→ STATED TASK: Return every line of the items below that contains the string "leaf", treating uppercase and lowercase as different.

→ GIVEN DATA:
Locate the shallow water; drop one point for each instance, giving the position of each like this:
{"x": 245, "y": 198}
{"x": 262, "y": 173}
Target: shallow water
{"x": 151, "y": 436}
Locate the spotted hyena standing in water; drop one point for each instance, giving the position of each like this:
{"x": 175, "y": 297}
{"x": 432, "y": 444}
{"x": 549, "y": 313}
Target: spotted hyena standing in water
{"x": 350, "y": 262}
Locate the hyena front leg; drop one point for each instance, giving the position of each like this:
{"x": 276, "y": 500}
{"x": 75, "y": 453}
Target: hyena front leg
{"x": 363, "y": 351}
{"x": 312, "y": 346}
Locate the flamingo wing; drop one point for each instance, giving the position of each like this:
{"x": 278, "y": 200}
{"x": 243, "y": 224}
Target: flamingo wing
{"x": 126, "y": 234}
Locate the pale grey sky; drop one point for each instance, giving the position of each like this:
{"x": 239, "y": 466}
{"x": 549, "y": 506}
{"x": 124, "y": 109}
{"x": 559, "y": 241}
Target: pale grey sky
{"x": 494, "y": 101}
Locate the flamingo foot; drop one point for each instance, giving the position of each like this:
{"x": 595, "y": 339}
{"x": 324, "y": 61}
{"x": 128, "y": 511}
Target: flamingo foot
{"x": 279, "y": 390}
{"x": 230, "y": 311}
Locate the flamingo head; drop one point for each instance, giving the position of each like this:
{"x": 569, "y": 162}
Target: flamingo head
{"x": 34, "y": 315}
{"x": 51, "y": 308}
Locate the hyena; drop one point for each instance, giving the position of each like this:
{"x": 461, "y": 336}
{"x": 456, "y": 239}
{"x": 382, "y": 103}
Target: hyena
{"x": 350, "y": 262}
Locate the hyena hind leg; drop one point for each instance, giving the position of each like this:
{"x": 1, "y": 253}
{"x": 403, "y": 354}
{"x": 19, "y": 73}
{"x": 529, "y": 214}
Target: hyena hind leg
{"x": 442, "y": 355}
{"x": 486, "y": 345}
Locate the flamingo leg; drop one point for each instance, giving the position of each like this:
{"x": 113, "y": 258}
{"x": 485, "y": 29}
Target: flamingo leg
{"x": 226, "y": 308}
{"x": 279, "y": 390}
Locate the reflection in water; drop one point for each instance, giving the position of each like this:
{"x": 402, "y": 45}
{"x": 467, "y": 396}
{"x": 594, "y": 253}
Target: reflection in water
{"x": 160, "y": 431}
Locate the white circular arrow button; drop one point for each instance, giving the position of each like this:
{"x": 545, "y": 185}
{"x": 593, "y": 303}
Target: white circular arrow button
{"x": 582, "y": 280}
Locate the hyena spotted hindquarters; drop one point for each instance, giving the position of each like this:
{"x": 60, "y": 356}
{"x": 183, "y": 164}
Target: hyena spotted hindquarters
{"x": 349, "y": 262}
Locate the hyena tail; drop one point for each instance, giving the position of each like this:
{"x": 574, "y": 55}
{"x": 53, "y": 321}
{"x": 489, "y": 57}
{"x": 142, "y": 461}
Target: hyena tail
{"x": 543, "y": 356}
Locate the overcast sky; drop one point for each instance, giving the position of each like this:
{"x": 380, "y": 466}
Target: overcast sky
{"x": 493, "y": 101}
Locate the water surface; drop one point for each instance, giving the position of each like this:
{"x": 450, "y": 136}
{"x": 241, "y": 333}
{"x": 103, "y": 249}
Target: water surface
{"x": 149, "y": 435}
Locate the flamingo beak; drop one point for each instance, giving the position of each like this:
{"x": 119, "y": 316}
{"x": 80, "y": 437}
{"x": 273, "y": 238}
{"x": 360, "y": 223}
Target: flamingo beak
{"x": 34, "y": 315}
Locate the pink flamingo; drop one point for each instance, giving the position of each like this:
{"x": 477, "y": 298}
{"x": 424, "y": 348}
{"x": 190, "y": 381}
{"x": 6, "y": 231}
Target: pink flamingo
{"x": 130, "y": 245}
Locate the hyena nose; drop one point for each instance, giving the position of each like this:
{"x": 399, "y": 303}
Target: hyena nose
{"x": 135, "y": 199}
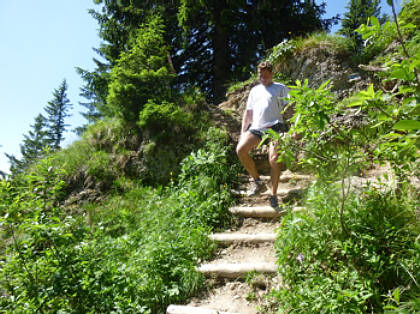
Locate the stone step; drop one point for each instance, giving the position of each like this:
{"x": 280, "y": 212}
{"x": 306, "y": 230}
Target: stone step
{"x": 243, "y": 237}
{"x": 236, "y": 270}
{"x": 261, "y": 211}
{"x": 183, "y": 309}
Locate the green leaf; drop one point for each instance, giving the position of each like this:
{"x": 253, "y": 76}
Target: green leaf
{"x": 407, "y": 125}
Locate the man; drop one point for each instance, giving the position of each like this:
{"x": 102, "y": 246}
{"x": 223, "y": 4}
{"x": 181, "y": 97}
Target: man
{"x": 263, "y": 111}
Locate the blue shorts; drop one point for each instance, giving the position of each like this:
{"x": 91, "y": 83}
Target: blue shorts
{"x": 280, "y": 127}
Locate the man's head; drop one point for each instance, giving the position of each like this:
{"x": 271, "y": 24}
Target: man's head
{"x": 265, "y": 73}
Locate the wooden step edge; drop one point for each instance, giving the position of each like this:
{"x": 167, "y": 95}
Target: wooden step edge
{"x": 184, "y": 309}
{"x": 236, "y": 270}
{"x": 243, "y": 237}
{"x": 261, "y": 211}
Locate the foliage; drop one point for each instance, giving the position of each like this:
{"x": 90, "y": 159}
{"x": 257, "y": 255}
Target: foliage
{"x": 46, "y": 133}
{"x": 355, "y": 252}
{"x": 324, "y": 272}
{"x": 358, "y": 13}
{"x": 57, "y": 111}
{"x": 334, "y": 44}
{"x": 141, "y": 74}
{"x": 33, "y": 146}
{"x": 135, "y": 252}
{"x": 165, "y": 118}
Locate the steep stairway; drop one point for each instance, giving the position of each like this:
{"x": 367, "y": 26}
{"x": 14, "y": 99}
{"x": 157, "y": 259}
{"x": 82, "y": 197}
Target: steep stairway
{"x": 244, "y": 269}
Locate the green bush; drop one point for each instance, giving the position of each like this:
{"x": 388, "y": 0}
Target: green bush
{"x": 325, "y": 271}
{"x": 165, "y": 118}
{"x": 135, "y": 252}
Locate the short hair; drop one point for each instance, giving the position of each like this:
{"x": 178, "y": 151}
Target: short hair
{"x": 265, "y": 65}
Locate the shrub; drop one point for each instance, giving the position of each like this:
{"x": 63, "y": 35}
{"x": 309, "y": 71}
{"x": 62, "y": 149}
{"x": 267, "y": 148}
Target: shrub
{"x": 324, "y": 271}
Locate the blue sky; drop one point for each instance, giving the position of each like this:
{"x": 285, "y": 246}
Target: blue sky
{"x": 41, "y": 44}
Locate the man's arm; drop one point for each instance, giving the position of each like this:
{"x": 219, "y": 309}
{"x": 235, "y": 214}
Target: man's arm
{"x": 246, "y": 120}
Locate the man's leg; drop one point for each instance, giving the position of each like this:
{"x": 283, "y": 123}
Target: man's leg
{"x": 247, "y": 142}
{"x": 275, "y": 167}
* * *
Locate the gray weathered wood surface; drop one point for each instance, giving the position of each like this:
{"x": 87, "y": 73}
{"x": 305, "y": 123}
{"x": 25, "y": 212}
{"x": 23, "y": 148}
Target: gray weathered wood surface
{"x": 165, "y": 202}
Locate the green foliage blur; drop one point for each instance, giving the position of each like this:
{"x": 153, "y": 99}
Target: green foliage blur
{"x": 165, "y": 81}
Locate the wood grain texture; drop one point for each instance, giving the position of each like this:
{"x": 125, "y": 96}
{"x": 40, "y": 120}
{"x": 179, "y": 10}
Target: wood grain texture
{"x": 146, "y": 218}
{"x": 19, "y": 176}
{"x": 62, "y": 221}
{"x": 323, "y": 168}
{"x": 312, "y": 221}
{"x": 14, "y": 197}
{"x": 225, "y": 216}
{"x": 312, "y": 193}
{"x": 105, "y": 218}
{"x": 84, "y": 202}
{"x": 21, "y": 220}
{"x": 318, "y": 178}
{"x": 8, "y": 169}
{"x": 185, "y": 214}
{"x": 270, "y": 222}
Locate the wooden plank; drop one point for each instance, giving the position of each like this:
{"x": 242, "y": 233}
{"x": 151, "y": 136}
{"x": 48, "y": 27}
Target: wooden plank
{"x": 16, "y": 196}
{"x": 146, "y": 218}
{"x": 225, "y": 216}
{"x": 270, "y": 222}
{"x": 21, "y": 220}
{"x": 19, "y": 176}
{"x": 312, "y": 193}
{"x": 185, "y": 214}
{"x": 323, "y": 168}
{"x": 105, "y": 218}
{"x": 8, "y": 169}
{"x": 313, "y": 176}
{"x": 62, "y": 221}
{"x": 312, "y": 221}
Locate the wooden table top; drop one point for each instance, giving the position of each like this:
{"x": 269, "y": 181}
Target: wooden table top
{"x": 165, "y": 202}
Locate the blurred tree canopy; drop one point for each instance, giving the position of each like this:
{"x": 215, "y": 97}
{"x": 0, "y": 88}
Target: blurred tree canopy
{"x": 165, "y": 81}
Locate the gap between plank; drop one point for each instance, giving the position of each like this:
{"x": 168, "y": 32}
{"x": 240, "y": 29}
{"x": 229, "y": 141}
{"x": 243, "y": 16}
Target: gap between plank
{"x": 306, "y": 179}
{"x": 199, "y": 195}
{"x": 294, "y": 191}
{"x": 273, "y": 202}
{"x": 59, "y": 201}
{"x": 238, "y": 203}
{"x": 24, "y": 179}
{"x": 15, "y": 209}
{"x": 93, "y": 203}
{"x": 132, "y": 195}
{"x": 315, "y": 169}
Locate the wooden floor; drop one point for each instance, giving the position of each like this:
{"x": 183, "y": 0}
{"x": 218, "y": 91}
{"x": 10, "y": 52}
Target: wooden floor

→ THE REPLY:
Locate the green leaf; drop one point for each instance, giving the position of each like this:
Target: green leaf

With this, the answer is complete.